(Natural-language object grounding data)
·····
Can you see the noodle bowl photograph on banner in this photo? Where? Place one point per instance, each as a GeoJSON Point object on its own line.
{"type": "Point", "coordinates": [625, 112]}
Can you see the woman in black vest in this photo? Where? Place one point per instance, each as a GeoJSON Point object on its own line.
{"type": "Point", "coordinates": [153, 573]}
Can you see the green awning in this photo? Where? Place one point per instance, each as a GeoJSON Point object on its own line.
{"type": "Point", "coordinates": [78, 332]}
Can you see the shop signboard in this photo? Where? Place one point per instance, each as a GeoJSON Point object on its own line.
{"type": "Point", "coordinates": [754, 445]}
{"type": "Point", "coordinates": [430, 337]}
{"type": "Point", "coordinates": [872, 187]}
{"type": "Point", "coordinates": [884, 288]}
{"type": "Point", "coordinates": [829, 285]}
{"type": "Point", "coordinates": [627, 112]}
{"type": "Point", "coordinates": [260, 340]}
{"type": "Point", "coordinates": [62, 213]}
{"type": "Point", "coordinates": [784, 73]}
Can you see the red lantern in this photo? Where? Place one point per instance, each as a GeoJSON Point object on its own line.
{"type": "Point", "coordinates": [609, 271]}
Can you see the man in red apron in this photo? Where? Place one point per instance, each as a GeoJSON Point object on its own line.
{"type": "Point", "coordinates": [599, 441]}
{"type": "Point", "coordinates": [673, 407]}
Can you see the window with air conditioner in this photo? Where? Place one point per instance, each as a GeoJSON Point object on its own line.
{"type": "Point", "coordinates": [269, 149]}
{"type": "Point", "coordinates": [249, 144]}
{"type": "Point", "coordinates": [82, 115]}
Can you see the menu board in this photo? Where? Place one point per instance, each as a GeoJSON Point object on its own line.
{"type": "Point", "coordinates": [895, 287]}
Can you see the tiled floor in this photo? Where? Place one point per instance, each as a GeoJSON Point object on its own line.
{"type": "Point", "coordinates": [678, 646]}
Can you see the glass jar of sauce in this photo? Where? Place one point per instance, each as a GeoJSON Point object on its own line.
·····
## Work request
Word for word, repeat every record.

## Solution for this problem
Can you see the noodle bowl photograph on banner in this photo? Where? Place one point per instance, each as a GeoJSON Point object on its own line.
{"type": "Point", "coordinates": [625, 112]}
Can you see the woman in black vest in this photo? Where? Place one point per instance, each as a GeoJSON Point object on its own line.
{"type": "Point", "coordinates": [153, 573]}
Can you see the green awning in this photo? Where? Place one point per instance, each as a GeoJSON Point object on its own line.
{"type": "Point", "coordinates": [78, 332]}
Can you see the shop signboard in this photo? Where? Place one point per instance, each as a GeoJSON Point object on its own line.
{"type": "Point", "coordinates": [754, 445]}
{"type": "Point", "coordinates": [430, 337]}
{"type": "Point", "coordinates": [872, 187]}
{"type": "Point", "coordinates": [884, 288]}
{"type": "Point", "coordinates": [829, 285]}
{"type": "Point", "coordinates": [627, 112]}
{"type": "Point", "coordinates": [260, 340]}
{"type": "Point", "coordinates": [62, 213]}
{"type": "Point", "coordinates": [784, 73]}
Can you see the red lantern in this photo? Where? Place one point per instance, each as a GeoJSON Point object on its own line.
{"type": "Point", "coordinates": [609, 271]}
Can you see the man in red apron in this photo? Where? Place one point per instance, each as a GeoJSON Point object on its own line.
{"type": "Point", "coordinates": [599, 441]}
{"type": "Point", "coordinates": [673, 407]}
Can you see the window with air conditioner in this photo? Where? Place one point per instance, each as a GeoJSON Point object on its own line.
{"type": "Point", "coordinates": [269, 149]}
{"type": "Point", "coordinates": [249, 144]}
{"type": "Point", "coordinates": [82, 115]}
Can you see the menu board in this photo? Where? Place one point per instance, each as a GeoJSON Point object on its own line.
{"type": "Point", "coordinates": [895, 287]}
Can you see the tiled floor in this photo? Where? Place one point per instance, each as a GeoJSON Point object on its own line.
{"type": "Point", "coordinates": [678, 646]}
Can you see the glass jar of sauce in this photo? Where? Place one point per instance, each as a GeoJSON Point object on its own line.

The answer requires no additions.